(Rows of box annotation data)
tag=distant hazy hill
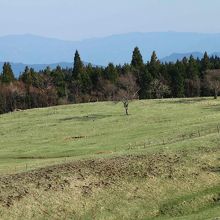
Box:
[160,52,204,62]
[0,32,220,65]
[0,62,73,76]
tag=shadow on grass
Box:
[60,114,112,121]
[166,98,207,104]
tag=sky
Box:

...

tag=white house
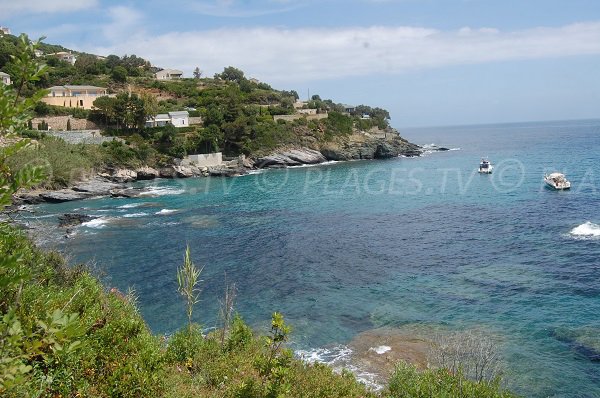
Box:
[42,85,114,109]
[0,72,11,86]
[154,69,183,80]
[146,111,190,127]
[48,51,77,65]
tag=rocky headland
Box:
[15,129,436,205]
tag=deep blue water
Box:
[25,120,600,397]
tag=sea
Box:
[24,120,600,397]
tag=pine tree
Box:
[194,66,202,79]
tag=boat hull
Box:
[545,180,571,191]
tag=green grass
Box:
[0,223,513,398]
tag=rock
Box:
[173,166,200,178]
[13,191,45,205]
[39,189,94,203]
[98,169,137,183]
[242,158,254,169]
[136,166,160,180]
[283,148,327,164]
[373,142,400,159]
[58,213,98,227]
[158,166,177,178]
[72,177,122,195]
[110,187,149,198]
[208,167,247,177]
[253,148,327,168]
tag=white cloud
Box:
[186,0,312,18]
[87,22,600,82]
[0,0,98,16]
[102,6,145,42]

**EXERCISE INSTRUCTIONS**
Extract the entries from the line containing "tag=white house" through the line containing "[545,180,571,191]", reproducing each line verbatim. Omit the pictures from your answer.

**OUTPUT FOR THIS TASK**
tag=white house
Box:
[42,85,114,109]
[0,72,11,86]
[154,69,183,80]
[146,111,190,127]
[48,51,77,65]
tag=rocky headland
Box:
[15,129,436,205]
tag=deep blue water
Box:
[25,120,600,397]
tag=sea
Box:
[24,120,600,397]
tag=pine tree
Box:
[194,66,202,79]
tag=boat hull
Box:
[545,180,571,191]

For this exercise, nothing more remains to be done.